Objective
Rewrite each of the rows below, replacing "disc" with "circle" wherever it occurs and changing nothing else. Leave the pictures out of your answer.

Data listing

*-*-*

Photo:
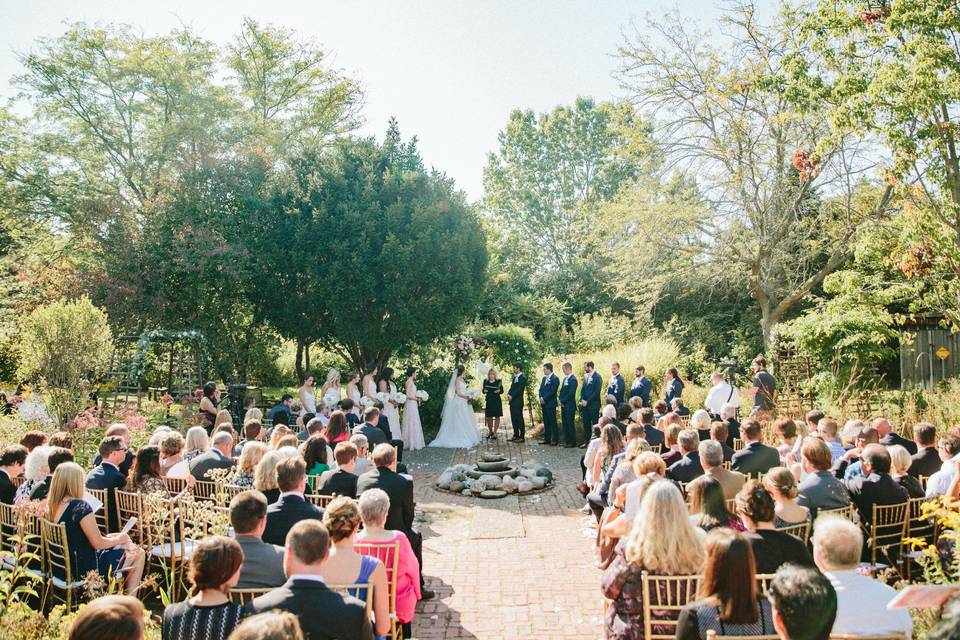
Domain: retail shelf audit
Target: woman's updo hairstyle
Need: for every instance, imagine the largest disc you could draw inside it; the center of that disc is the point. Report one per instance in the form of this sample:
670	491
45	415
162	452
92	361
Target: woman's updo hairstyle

*-*-*

Task response
Photo:
Domain: retail shelf audit
Target: woman's updo hairstyle
Need: for every instance, imagine the largest circle you could draw inside it; the center of that circle is the point. Report one per instance in the form of this sample:
670	491
45	415
162	452
92	361
Target: woman's updo hairstyle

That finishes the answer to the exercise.